=== Section Start ===
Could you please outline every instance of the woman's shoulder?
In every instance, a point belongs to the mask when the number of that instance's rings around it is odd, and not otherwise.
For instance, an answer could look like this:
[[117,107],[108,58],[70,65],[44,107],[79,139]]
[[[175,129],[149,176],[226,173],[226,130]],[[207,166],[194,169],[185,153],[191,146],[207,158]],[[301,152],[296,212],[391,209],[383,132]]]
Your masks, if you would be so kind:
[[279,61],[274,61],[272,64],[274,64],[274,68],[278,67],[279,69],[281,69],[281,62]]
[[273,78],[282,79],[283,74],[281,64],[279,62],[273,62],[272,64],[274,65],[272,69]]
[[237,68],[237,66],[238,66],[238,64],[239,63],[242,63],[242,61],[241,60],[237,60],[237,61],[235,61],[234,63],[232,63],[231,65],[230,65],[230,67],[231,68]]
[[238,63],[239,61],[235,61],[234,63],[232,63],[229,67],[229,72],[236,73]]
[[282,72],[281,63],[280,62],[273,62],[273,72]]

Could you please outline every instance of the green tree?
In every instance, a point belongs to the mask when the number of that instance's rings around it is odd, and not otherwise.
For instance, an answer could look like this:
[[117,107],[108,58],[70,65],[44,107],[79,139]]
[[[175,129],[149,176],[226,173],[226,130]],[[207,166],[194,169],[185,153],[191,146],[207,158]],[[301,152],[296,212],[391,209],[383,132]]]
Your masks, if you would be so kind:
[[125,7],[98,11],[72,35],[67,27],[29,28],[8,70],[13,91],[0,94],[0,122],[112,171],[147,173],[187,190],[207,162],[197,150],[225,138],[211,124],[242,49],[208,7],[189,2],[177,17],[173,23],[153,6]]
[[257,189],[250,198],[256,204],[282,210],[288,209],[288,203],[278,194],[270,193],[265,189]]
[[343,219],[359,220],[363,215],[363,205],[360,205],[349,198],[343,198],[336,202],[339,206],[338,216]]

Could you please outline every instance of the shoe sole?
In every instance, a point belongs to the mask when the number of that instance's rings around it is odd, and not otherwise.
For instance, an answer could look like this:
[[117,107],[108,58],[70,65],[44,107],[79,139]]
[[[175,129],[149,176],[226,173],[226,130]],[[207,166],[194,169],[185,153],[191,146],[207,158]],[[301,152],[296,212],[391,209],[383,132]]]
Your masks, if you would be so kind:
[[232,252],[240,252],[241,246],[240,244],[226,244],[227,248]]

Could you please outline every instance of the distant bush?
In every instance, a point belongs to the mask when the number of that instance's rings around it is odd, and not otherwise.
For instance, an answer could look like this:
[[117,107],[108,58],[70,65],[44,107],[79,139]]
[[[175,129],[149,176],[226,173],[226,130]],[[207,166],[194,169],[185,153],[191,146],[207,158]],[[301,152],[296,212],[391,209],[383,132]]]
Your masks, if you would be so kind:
=== Section End ===
PROBLEM:
Please repeat the material above word for word.

RESPONSE FOR THIS EXERCISE:
Could you please outline every instance of the woman's shoulder?
In every instance, a point belongs to the mask when the number of that instance's rings around it is odd, and not otherwise.
For instance, an answer could look like this:
[[117,107],[108,58],[70,65],[44,107],[79,139]]
[[[175,129],[149,176],[226,173],[226,130]],[[207,166],[194,169],[185,153],[191,146],[207,158]],[[301,152],[296,212],[391,209],[383,132]]]
Your masks, if you would be so kind:
[[279,61],[274,61],[272,64],[274,64],[274,68],[278,67],[279,69],[281,69],[281,62]]
[[273,78],[282,79],[283,74],[281,64],[279,62],[273,62],[272,64],[274,65],[272,69]]
[[237,68],[237,66],[238,66],[238,64],[239,63],[242,63],[242,61],[241,60],[237,60],[237,61],[235,61],[234,63],[232,63],[231,65],[230,65],[230,67],[231,68]]
[[238,63],[239,61],[235,61],[234,63],[232,63],[229,67],[229,72],[236,73]]
[[282,72],[281,63],[280,62],[273,62],[273,72]]

Could you please outline every instance of the green tree?
In every instance, a point belongs to the mask when the number of that instance's rings around it is odd, and not otherwise.
For instance, an answer could look like this:
[[117,107],[108,58],[70,65],[44,107],[79,139]]
[[[175,129],[149,176],[226,173],[226,130]],[[207,166],[194,169],[185,153],[191,146],[207,158]],[[301,152],[296,212],[391,209],[383,132]]]
Your masks, if you would be so kind:
[[125,7],[98,11],[72,35],[67,27],[29,28],[8,70],[13,91],[0,94],[0,122],[112,171],[147,173],[187,190],[207,162],[197,150],[225,138],[211,124],[242,49],[208,7],[189,2],[177,17],[173,23],[153,6]]
[[257,189],[250,198],[256,204],[282,210],[288,209],[288,203],[278,194],[270,193],[265,189]]
[[343,219],[359,220],[363,215],[363,205],[360,205],[349,198],[343,198],[336,202],[339,206],[338,216]]

Could you please outline every instance of the shoe sole?
In every instance, a point belongs to the mask when the number of that instance's rings around it is odd, and not otherwise.
For instance, an answer could look like this:
[[117,107],[108,58],[70,65],[44,107],[79,139]]
[[[175,129],[149,176],[226,173],[226,130]],[[207,166],[194,169],[185,153],[191,146],[207,158]],[[301,152],[296,212],[391,209],[383,132]]]
Your masks, if you would be so kind:
[[232,252],[240,252],[241,246],[240,244],[226,244],[227,248]]

Could you please outline every instance of the distant bush?
In every instance, a point belongs to the mask when the number of that instance's rings around it is odd, and not otherwise.
For instance, an answer could look like this:
[[117,107],[108,58],[70,65],[44,107],[79,139]]
[[[175,129],[149,176],[226,173],[226,130]],[[207,166],[194,169],[185,153],[191,146],[207,158]],[[301,152],[296,212],[391,209],[383,132]]]
Your masks, if you would be so kind:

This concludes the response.